### Kutipan Teks
---
Mastera dengan kewenangannya yang sangat luas di bidang sastra sejogyanya menjadi lembaga yang paling otoritatif dalam menentukan nasib sastra di negara masing-masing sebagaimana pernah dilakukan oleh Kantoor voor de Volkslectuur ‗Biro Sastra Rakyat Belanda‘ atau lebih populer dengan nama Balai Poestaka di masa Hindia Belanda yang didirikan tahun 1908.
Balai Poestaka pada masa itu berhasil memperkenalkan beragam karya sastra dunia khususnya Eropa ke dalam bahasa Melayu. Bahkan Balai Poestaka memberikan pelatihan untuk menjadi pengarang sekaligus penerjemah pada masa itu. Hanya sedikit sekali orang pribumi yang menghasilkan penerjemahan secara mandiri. Diantara yang sedikit itu dapat dilihat hasil-hasil terjemahan yang diterbitkan oleh para penerbit Muslim di Medan tahun-tahun 1935. Atau dikenal juga dengan kelompok pengarang Roman Medan (pen.)
Beberapa penerbit swasta Belanda yang melakukan penerjemahan seperti Kolff (Buning) dan Wolters memegang monopoli penerjemahan buku pelajaran di Hindia Belanda, (Doris Jedamski, 2009:173). Pertemuan antara negara anggota Mastera yang rutin diadakan setiap tahun hendaknya jangan hanya menjadi pertemuan para birokrat di masing-masing lembaga. Keterbukaan, keterwakilan antara pengarang, peneliti, dan masyarakat sastra secara luas hendaknya patut dipertimbangkan oleh panitia Mastera dalam program-programnya ke depan. Mastera agaknya perlu mencontoh upaya yang dilakukan oleh Yayasan Lontar yang berhasil memasarkan terjemahan karya sastra Indonesia terpilih ke bursa buku sastra dunia melalui internet dan menerbitkan terjemahan itu berdasarkan permintaan (order by demand). Atau upaya majalah Horison yang secara mandiri gencar menerjemahkan dan menerbitkan puisi penyair senior Taufiq Ismail ke dalam berbagai bahasa seperti bahasa Arab yang diterjemahkan oleh Prof. Dr. Nabila Lubis dan berjudul Turab Faq Turab “Debu di Atas Debu (2013). Terjemahan ke bahasa Rusia dilakukan oleh Victor Pogadaev, dan terjemahan ke bahasa Inggris yang mencakup seluruh karya lengkap Taufiq Ismail yang berjudul Dust on Dust oleh Prof. Emeritus Amin Sweeney yang baru akan terbit pertengahan November nanti. Terjemahan ke dalam bahasa Belanda yang sedang dikerjakan oleh Prof. Dr. Edwin Wieringa dari KÖln University. Terjemahan ke dalam bahasa Perancis sedang dikerjakan oleh Prof. Dr. Etienne Naveau, dan terjemahan ke dalam bahasa Persia.
---
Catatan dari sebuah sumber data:

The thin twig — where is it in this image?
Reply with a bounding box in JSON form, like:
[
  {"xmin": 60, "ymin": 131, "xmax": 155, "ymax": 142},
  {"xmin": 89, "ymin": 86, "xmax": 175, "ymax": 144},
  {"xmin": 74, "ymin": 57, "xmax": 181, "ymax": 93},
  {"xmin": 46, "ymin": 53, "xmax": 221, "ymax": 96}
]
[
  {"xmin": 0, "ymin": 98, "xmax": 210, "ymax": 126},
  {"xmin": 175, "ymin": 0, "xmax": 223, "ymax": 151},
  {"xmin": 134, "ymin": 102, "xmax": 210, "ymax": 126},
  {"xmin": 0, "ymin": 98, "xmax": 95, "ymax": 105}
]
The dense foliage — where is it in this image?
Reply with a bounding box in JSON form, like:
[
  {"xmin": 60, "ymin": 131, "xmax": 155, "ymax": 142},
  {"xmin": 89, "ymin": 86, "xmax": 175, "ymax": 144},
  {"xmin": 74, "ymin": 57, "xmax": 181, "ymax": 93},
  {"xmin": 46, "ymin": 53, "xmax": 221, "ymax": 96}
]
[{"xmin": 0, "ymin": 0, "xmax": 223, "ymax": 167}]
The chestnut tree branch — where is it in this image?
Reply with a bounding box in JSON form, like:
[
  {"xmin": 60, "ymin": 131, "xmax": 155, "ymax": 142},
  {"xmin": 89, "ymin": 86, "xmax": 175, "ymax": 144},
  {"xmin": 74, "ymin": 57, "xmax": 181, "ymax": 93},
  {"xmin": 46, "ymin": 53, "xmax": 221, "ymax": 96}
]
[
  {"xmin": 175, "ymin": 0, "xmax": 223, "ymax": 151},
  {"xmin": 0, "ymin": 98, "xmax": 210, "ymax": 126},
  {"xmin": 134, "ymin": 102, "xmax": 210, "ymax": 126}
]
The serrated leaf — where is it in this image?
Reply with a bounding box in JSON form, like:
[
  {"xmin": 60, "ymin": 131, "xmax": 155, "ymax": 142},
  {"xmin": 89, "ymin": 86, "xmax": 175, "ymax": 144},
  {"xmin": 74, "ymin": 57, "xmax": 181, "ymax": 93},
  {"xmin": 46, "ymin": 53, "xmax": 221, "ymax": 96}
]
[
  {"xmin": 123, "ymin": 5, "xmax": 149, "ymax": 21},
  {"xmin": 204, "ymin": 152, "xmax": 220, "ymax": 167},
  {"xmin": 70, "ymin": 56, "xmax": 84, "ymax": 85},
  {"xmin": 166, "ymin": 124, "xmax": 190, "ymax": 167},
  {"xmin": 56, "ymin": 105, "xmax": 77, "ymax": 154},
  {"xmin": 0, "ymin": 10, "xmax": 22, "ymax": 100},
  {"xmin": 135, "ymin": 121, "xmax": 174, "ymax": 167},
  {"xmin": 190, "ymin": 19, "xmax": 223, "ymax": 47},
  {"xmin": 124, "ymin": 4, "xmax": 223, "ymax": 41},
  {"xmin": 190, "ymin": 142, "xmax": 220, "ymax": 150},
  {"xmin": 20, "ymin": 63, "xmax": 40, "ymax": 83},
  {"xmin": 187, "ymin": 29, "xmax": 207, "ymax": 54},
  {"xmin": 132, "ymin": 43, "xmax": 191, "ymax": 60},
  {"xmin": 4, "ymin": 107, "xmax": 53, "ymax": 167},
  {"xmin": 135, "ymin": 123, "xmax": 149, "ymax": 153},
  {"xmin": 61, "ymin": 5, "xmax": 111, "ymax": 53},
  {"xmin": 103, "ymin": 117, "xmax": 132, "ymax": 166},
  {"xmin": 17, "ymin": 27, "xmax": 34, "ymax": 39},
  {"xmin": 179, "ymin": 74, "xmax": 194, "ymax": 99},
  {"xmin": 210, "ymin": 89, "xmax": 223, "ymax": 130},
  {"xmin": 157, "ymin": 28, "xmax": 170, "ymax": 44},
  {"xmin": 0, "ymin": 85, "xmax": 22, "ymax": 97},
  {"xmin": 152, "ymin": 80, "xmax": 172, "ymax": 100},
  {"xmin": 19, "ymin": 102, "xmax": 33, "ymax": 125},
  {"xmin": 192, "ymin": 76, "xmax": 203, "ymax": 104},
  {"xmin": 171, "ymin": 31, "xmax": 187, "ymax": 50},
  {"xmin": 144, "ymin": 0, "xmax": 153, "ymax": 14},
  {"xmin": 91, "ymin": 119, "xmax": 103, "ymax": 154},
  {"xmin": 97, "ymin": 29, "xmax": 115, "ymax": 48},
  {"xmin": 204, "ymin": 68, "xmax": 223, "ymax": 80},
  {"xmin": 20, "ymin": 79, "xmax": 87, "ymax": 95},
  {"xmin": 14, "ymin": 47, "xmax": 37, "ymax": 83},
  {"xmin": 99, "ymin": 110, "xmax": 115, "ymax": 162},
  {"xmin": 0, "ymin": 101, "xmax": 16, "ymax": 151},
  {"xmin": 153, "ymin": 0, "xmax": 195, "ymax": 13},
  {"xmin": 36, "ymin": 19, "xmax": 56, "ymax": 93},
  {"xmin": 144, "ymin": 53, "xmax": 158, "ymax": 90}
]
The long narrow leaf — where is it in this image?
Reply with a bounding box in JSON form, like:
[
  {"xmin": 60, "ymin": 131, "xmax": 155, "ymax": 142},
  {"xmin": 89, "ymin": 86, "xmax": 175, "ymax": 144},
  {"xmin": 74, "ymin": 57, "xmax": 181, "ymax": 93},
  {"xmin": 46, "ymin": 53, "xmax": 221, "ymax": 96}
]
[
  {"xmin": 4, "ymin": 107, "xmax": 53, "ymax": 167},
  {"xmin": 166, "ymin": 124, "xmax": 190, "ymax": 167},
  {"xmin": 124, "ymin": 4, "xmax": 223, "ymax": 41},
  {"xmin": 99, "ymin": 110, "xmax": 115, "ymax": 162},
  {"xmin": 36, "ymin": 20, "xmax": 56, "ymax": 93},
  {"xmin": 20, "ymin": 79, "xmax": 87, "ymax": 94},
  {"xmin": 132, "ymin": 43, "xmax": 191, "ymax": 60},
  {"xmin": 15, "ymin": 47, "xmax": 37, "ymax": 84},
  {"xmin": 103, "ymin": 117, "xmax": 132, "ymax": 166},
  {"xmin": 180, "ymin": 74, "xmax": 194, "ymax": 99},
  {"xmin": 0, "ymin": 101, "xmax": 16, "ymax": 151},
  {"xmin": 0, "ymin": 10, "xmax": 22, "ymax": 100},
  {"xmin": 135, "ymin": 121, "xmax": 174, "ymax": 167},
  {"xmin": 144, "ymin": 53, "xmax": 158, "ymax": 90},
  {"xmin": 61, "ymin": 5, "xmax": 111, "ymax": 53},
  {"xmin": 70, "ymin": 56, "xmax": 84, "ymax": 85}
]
---
### Sasaran
Lanjutkan tulisan tentang Mastera dan penerjemahan karya sastra, mulai dari sesudah kalimat terakhirnya. Materi tersebut tidak digunakan sama sekali di sini.

### Jawaban Latihan
Upaya Yayasan Lontar Membawa Sastra Indonesia ke Khazanah Sastra Dunia
Yayasan Lontar adalah organisasi independen dan nirlaba yang berkantor di Bendungan Hilir, Jakarta Pusat. Tujuan utama Lontar sebagaimana dimuat dalam Wikipedia-Indonesia (diunduh, 18 September 2013, pukul 12.01) adalah mempromosikan sastra dan budaya Indonesia melalui penerjemahan karya-karya sastra Indonesia dengan sasaran sebagai berikut. 1) Membangkitkan pertumbuhan dan perkembangan sastra Indonesia agar meningkat secara pesat, 2) Memudahkan karya sastra Indonesia diakses oleh khalayak internasional dan; 3) Mendokumentasikan sastra Indonesia bagi generasi masa depan. Gagasan untuk mendirikan Yayasan Lontar pertama kali disampaikan oleh John Mc Glynn, seorang sarjana sastra Indonesia asal Amerika Serikat yang sudah menetap di Indonesia sejak 30 tahun terakhir.
John Mc.Glynn kemudian bersama-sama dengan sejumlah pengarang dan budayawan Indonesia yakni Goenawan Moehammad, Sapardi Djoko Damono, Umar Kayam, dan Subagio Sastro Wardoyo, mendirikan yayasan Lontar pada tahun 1987. Adapun program-program yang sudah dilaksanakan oleh Lontar adalah menerbitkan jurnal Managerie yang bertujuan memperkenalkan karya sastra Indonesia kepada khalayak berbahasa Inggris.
Kemudian Lontar juga memperkenalkan program Modern Library of Indonesia yakni penerjemahan dan penerbitan 9 novel dan 1 antologi cerpen karya sastra Indonesia ke dalam bahasa Inggris. Kesepuluh karya sastra itu adalah: 1) Never the Twain (Salah Asuhan, Abdoel Moeis, 1928). 2) Shackles (Belenggu, Armijn Pane, 1940), 3).The Fall and The Heart (Kejatuhan dan Hati, S. Rukiah, 1950), 4) Mirah of Banda (Mirah dari Banda, Hanna Rambe, 1986), 5) Familly Room (Antologi cerpen, Lily Yulianti Farid, 2008—2009), 6) And the War is Over (Dan Perangpun Usai, Ismail Marahimin, 1977), 7) The Pilgrim (Ziarah, Iwan Simatupang, 1969), 8) Sitti Nurbaya (Marah Roesli, 1922), 9) Telegram (Putu Wijaya, 1973), dan 10) Supernova: The Knight, The Princess and the Falling Stars (Dee, 2001).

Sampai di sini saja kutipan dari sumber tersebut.